### Testo estratto
V DOPO PENTECOSTE - Lc 13, 23-29


Ci siamo lasciati domenica scorsa con il grido del sangue di Abele che rimaneva sospeso a mezzaria senza nemmeno la possibilità della vendetta, perché il Signore aveva dichiarato la sua protezione per Caino, ed oggi la Genesi rincara la dose facendoci ascoltare un altro grido.

Oggi il grido sale da una città, anzi da due città Sodoma e Gomorra, città il cui peccato è troppo grande, troppo grave e che fa ricordare anche un altro grido: quello degli israeliti che ridotti schiavi in Egitto gridavano la mancanza totale di diritto e di giustizia.

Non è forse questo il motivo per cui gran parte dell’umanità ancora oggi grida la sua disperazione: perché manca di giustizia e diritto? E non sono forse proprio la mancanza del diritto e della giustizia a condurre una città, una società, l’umanità all’autodistruzione? Succede come a Sodoma e a Gomorra che quando vengono meno i diritti e i doveri fondamentali dell’uomo si imbocca una strada che conduce alla violenza, alla guerra.

### Estratti dei record
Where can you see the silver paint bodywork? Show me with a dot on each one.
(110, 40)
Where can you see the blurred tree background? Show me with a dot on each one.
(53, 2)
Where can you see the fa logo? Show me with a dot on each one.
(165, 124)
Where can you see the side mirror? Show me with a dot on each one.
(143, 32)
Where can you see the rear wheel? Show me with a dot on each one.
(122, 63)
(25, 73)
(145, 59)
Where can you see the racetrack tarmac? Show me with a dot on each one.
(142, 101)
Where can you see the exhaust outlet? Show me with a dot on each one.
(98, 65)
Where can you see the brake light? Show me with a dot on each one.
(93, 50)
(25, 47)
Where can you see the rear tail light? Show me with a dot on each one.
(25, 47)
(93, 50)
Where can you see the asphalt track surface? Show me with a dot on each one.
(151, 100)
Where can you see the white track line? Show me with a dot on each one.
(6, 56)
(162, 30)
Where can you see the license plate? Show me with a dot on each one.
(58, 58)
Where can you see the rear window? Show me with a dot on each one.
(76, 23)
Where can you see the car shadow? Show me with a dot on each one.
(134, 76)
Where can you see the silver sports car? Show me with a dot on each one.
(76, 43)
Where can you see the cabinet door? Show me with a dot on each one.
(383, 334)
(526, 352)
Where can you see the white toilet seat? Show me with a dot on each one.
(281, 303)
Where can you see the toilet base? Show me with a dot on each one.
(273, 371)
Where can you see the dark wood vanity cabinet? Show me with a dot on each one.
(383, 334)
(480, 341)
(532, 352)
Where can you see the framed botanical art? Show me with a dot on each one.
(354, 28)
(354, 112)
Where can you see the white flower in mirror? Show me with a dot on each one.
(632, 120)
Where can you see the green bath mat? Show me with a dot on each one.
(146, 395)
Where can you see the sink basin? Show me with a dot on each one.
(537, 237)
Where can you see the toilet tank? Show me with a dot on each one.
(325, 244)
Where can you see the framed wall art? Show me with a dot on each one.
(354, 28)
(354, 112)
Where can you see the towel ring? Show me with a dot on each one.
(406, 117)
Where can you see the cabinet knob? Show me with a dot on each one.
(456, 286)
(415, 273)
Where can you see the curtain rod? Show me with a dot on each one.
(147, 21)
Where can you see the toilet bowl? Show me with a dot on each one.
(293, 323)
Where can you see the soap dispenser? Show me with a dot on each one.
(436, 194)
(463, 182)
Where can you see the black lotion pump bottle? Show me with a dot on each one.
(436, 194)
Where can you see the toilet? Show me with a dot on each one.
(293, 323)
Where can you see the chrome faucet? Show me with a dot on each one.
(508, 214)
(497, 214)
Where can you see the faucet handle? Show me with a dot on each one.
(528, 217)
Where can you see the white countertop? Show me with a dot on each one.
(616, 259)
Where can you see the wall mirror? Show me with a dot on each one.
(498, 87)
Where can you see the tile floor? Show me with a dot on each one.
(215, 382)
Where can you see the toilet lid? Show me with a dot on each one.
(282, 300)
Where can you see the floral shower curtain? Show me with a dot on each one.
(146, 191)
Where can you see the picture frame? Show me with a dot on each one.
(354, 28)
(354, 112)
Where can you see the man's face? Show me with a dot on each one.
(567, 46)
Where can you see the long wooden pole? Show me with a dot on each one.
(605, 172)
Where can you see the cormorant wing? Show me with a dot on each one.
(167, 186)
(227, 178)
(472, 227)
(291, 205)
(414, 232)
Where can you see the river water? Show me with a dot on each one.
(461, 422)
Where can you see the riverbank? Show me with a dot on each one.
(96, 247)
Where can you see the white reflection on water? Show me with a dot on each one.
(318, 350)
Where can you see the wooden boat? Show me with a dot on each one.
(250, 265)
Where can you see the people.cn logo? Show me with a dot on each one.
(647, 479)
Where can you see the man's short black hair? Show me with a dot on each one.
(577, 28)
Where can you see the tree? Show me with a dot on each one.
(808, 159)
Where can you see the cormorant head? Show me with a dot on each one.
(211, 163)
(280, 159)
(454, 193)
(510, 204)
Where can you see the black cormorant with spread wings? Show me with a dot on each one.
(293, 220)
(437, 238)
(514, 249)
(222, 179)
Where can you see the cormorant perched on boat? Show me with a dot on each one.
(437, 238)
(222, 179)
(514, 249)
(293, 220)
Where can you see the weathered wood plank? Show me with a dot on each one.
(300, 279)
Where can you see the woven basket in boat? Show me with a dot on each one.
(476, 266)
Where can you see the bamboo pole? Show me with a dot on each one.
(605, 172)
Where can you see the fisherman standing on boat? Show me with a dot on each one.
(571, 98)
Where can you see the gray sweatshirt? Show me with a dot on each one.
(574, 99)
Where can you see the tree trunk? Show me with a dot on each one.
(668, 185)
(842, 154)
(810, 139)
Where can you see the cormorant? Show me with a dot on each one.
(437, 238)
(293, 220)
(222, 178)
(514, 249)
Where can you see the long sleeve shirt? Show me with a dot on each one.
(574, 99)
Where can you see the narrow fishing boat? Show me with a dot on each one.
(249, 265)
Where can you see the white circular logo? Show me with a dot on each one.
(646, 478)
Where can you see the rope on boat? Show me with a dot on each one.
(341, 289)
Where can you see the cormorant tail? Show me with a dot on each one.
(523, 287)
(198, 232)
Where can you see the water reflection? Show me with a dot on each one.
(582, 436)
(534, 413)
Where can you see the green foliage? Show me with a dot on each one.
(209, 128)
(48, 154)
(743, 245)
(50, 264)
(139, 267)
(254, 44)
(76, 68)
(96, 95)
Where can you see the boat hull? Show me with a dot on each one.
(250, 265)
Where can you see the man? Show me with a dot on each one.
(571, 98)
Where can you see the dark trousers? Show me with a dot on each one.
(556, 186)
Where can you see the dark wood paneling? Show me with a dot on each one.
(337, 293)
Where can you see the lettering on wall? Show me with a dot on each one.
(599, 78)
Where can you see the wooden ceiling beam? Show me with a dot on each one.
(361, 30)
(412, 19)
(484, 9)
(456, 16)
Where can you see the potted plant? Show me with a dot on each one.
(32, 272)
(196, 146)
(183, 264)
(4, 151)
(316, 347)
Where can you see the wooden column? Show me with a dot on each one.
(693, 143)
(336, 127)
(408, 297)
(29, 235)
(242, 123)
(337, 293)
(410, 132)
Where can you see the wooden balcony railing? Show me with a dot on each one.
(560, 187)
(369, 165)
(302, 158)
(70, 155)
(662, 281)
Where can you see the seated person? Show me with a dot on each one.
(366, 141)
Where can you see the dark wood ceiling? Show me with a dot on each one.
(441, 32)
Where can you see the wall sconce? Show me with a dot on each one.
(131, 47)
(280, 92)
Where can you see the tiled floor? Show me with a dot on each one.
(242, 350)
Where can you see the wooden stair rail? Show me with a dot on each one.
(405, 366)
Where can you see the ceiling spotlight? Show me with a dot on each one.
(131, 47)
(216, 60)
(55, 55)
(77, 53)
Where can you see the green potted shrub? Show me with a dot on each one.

### Obiettivo del compito
Secondo il testo estratto, da quali due città sale oggi il grido?

### Risposta al compito
Da Sodoma e Gomorra.